I can’t be too judgmental about this ethos because I was a bit like that myself. I was at a subcultures book launch a couple of years ago and the keynote speaker was John Safran and he talked about subcultures and how those involved in a subculture are obsessed with authenticity. Safran then went onto say that as you get older this desire for subcultural authenticity diminishes as you become more confident in your own identity and you begin to reject much of the subcultural accoutrements you once held so dear. The Retreat has never grown up even though its prices have, and when I’m in the front bar I feel like I’ve been transported back in time to an era of more hair, rancid leather jackets and the smell of mid-morning bongs in a share-house in Collingwood.
As you can see, I’m rather torn when it comes to my relationship with The Retreat because while the pretentious factor bothers me I still like going there but never after 7pm. And that’s the next thing, The Retreat undergoes a massive transformation after 7pm. Up until that point, it’s local people just enjoying their beverage of choice but after 7pm the building is invaded by suburbia, particularly from Thursday to Saturday. By around 10pm, you have to queue to get in and after the bands finish the dining room turns into a sordid denizen of mainstream music and classic songs that everyone can dance to. I was once subjected to a medley of ABBA songs. Basically, The Retreat’s counter cultural soul is sucked out of the building not to return until it re-opens at noon the next day.
Some people may argue with the above and say, “Callum, you’re just a pretentious old fucker who hates the kids”. This is not true and if you don’t believe me spend an afternoon and evening there and see for yourself. The Retreat has two distinct personalities that are completely at odds with each other. It’s an anti-mainstream pub that only welcomes the mainstream after dark. Again, this reminds me of my mate who loved obscure music because years later I found out that he secretly listened to Boyz II Men under the covers of his bed on an old tape recorder. His sister told me this in confidence.
So, behind every subcultural aficionado there beats the heart of a minor mainstream devotee. I don’t care what people like unless they’re trying to foist it upon me and then I will react with extreme prejudice. But what I do care about is an extended happy hour, which The Retreat doesn’t seem to have. I was walking past the Brunswick Hotel the other day and they were doing jugs of Boags for $10 all day but it’s the Brunswick Hotel and all the value in the world won’t drag me in there. I suppose this is the trade-off (to be explained in next month’s blog).
As long as I live in Melbourne, I’ll always go to The Retreat because I genuinely like it and Sydney Road, Brunswick wouldn’t be the same without it. However, I will always regard it as my pretentious friend who swears by indie music but furtively listens to Boyz II Men under the covers and, for some reason, this makes everything okay because it balances things out.
* When the pub first opened in 1842 it was called The Retreat Inn but was rebuilt in 1892 and then became The Retreat Hotel.

§ RECORDS PROVIDED
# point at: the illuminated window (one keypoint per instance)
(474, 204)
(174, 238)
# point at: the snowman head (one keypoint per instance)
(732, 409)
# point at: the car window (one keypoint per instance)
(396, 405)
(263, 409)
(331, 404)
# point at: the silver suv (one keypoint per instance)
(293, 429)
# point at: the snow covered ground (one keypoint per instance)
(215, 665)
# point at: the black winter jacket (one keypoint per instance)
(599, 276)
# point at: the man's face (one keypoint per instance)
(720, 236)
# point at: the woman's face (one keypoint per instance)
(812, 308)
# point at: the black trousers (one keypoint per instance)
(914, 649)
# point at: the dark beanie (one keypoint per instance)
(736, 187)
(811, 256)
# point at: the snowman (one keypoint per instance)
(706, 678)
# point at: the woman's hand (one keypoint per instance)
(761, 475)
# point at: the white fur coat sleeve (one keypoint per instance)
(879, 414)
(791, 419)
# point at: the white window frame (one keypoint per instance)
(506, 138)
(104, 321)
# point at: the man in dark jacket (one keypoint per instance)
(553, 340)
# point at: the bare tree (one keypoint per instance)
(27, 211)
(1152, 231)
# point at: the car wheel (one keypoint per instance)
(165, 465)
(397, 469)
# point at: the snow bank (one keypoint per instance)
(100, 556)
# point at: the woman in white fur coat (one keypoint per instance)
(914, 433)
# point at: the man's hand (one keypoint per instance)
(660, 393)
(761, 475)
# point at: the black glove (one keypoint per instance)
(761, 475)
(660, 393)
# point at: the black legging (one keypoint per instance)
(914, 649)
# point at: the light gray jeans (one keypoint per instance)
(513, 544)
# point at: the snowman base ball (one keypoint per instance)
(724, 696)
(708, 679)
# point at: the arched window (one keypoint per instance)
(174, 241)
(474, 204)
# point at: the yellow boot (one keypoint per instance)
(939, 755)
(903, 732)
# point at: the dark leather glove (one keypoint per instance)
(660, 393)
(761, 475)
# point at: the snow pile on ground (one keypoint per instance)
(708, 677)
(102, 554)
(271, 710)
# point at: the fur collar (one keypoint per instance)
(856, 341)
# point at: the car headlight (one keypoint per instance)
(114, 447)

§ ASSIGNMENT A
In the pub piece, what year did the pub first open?
§ ASSIGNMENT B
Rewrite the pub piece from "Some people may" to "this in confidence.", swapping "tape recorder" for "cassette player".

§ ANSWER A
1842

§ ANSWER B
Some people may argue with the above and say, “Callum, you’re just a pretentious old fucker who hates the kids”. This is not true and if you don’t believe me spend an afternoon and evening there and see for yourself. The Retreat has two distinct personalities that are completely at odds with each other. It’s an anti-mainstream pub that only welcomes the mainstream after dark. Again, this reminds me of my mate who loved obscure music because years later I found out that he secretly listened to Boyz II Men under the covers of his bed on an old cassette player. His sister told me this in confidence.